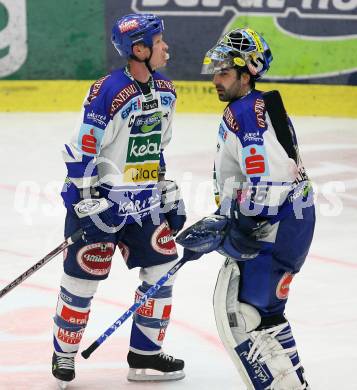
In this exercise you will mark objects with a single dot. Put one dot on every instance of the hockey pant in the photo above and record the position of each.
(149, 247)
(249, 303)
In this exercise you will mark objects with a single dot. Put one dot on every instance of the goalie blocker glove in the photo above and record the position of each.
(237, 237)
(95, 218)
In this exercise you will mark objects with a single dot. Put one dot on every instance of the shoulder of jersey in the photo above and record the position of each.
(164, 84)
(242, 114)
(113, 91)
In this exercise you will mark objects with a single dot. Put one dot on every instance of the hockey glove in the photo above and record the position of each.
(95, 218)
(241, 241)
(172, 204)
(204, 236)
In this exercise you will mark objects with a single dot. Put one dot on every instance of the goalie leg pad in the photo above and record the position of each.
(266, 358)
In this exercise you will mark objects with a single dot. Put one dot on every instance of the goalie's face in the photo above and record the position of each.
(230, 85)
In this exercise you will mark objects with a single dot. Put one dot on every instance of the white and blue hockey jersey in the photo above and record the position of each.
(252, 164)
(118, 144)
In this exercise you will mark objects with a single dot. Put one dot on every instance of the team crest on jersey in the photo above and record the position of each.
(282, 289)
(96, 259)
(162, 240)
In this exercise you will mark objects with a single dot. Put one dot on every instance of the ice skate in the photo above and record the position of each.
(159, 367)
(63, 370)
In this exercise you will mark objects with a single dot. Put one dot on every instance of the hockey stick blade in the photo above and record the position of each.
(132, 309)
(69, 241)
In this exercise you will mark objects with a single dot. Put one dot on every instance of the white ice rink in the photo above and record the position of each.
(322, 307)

→ PROBLEM STATEMENT: Could you retype every record exactly, leaving the pictures out?

→ RESULT BELOW:
In this exercise you will mark objects with a single dot. Put one dot on every instance of the hockey pant in the photo above and record the position of each.
(149, 247)
(249, 303)
In this exercise you will mark objects with a single dot. Put one dot on every instance of the goalie blocker glove in the photo above and record the position of each.
(237, 237)
(95, 218)
In this exercise you will mark objects with a single dot. Put one dot on every instance of the shoulder of jersey in the photo above and record the position of each.
(164, 84)
(242, 114)
(113, 91)
In this exercise you will mark objects with a single dot. Put one dot on every instance of the hockey glove in the photo above and record the position of each.
(95, 218)
(241, 241)
(172, 204)
(204, 236)
In this exercise you will mark objects with a single dot. Put one dot on every instance of the goalie leg pad in the photo above and record the position of each.
(266, 358)
In this exercise you will mark objects with a single dot. Put one dot on every instance of the goalie's face in the photo above and record the position of each.
(230, 85)
In this exercise you will mark objects with a single dot. Put one dot on every instance of the white and blue hockey jersey in the photo above and record the position of each.
(252, 164)
(118, 144)
In this exercise you will mark objects with a single dot. Put one dot on every instance of the team crest on jersey in the photo above and record the position of each.
(282, 289)
(96, 259)
(162, 240)
In this exercise you will mark objects with a single dot. Put one dot on every instance of the ice skate in the photo above and record the position of each.
(159, 367)
(63, 370)
In this exercise you will mark objects with a single dot. Put one dot on every instance of the hockey stick blade in the photo above and record the position of each.
(132, 309)
(69, 241)
In this exercise you will mark objects with a single dot. Put one dot on every instance of the white ice rink in the photo above and record the position of each.
(322, 307)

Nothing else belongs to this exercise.